▶ **Instructions to follow**
Reproduce word for word the passage of the piece on the "Boston strong" slogan that begins with the words "On Sunday, Toronto" and stops after "his own hand.".
━━━ Excerpt to read ━━━
On April 15, 2013, hours after the Tsarnaev brothers set off explosives at the Boston Marathon, the #bostonstrong hashtag went viral on Twitter. A week later, at the first home Red Sox game following the tragedy, the Fenway Park public announcer declared, “We are one. We are strong. We are Boston. We are Boston strong.” Since then, the same meme has been adopted by numerous other cities in the wake of local tragedies—including my own, Toronto, which proclaimed itself #TorontoStrong following a deadly van attack that took 10 lives in April.
The idea that communities become stronger in the wake of mass murder is attractive. And sometimes, it’s even true—because outside threats stimulate a spirit of collective defiance and solidarity. But many acts of mass murder are perpetrated by mentally ill killers who have no political motive. In these cases, tragedies can actually widen fissures within society, because different factions co-opt the crime to advance their own agendas. Collective strength can exist only when citizens have a sense of common purpose.
On Sunday, Toronto suffered another mass shooting, when a 29-year-old man named Faisal Hussain attacked a strip along Danforth Avenue in the city’s well-known Greektown neighbourhood, killing two and wounding 13. During the rampage, he moved from one side of the four-lane street to the other, seemingly targeting victims at random. Hussain isn’t known to have left any suicide note or manifesto. Nor is he known to have made any terroristic war cry or ululation before dying by his own hand.
━━━ Data section ━━━
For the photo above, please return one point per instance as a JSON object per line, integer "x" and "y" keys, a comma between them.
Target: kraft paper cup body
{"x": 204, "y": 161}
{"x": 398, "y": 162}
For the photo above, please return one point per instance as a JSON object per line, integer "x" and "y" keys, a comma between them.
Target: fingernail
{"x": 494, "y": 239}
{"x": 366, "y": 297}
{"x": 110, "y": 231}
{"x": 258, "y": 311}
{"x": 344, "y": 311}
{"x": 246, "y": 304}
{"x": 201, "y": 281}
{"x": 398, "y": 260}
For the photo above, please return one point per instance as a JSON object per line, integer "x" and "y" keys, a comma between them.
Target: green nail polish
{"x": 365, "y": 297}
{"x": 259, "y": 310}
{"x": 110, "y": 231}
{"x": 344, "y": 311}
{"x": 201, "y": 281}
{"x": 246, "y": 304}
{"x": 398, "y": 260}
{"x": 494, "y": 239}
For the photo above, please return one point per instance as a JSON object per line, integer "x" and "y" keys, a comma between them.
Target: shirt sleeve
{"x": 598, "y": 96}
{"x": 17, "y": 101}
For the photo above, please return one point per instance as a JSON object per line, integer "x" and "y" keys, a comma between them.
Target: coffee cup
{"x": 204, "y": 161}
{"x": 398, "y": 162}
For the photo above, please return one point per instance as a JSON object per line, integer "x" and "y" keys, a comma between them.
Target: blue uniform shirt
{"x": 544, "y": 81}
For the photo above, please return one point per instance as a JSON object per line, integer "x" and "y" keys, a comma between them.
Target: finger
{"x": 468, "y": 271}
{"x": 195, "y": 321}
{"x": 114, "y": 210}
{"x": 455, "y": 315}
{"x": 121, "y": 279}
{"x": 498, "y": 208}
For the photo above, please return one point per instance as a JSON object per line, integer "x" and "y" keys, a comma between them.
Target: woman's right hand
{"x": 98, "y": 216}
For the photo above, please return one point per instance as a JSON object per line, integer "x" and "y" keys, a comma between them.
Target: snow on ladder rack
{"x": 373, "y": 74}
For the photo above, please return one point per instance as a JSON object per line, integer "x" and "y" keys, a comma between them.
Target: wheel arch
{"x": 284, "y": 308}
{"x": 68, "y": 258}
━━━
▶ **Answer to this exercise**
On Sunday, Toronto suffered another mass shooting, when a 29-year-old man named Faisal Hussain attacked a strip along Danforth Avenue in the city’s well-known Greektown neighbourhood, killing two and wounding 13. During the rampage, he moved from one side of the four-lane street to the other, seemingly targeting victims at random. Hussain isn’t known to have left any suicide note or manifesto. Nor is he known to have made any terroristic war cry or ululation before dying by his own hand.